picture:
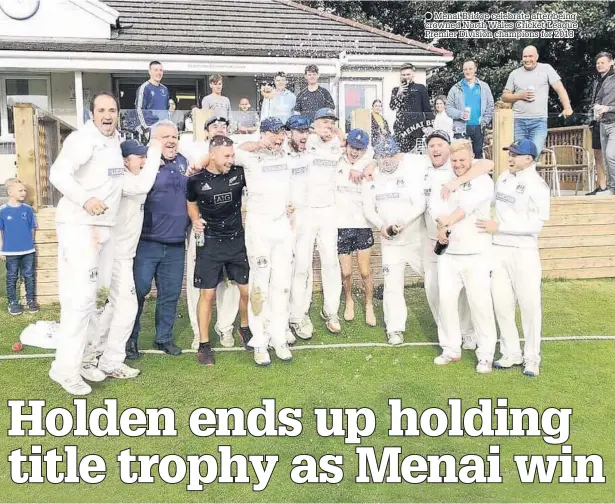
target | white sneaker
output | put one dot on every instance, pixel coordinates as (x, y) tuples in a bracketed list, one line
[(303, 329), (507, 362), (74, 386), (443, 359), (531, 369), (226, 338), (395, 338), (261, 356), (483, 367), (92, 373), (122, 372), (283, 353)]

+--

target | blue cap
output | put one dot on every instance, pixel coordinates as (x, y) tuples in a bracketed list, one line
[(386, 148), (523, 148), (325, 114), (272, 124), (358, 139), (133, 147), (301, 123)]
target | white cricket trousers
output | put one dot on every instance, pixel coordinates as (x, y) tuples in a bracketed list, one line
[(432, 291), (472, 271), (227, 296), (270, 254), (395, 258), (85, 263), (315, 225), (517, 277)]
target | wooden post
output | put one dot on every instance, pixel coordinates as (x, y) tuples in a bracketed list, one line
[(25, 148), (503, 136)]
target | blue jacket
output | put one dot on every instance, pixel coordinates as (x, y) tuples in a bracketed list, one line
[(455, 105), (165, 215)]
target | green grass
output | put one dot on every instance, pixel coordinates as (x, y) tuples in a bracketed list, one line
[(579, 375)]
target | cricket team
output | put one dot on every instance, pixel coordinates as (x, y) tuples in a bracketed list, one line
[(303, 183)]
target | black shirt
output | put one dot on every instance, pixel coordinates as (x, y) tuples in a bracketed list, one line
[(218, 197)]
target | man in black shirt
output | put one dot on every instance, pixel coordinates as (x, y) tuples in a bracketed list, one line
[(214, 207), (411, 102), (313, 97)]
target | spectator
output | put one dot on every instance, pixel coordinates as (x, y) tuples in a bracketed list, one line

+--

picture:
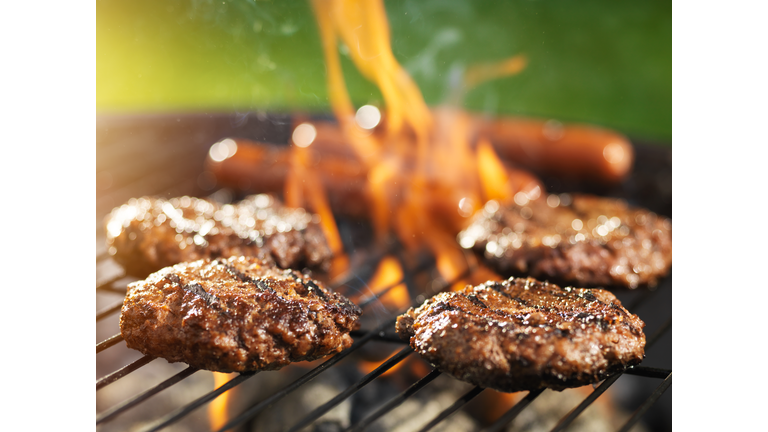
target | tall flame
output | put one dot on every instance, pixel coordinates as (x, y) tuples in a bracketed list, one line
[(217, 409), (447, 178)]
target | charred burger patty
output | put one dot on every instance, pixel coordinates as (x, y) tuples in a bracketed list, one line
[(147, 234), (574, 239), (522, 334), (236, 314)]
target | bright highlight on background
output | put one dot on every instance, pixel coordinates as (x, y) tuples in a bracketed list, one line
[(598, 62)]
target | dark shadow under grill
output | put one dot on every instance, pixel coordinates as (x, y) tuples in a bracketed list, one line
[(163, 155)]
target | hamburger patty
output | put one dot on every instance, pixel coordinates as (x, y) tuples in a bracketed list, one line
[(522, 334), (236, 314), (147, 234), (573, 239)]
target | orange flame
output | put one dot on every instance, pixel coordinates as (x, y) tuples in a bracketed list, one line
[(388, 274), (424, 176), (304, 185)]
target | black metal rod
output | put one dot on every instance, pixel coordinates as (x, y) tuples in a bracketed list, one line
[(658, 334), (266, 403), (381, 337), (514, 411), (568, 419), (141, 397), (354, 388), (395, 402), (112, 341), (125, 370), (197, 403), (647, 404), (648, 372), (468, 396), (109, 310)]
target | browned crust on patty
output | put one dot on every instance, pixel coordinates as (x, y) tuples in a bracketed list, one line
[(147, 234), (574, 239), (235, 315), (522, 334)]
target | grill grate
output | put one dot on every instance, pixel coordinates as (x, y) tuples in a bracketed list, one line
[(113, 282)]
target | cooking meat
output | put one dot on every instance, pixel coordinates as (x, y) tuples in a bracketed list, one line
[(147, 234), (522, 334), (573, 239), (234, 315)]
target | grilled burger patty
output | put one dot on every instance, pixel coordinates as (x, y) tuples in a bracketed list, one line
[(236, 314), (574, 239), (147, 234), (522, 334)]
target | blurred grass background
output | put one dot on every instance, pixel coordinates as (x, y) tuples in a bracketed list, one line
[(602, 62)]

+--

Would you output, from the records above, exactly the run of lines that starts at the line containing "target | wooden post" and ends at the line containing "target | green grass", and only that run?

target | wooden post
output | put one dot on every instance, pixel coordinates as (x, y) tuples in a bracketed list, one line
[(25, 148), (503, 136)]
target | blue jacket
output | put one dot on every instance, pixel coordinates as (x, y) tuples in a bracketed list, one line
[(455, 105), (165, 215)]
target | green grass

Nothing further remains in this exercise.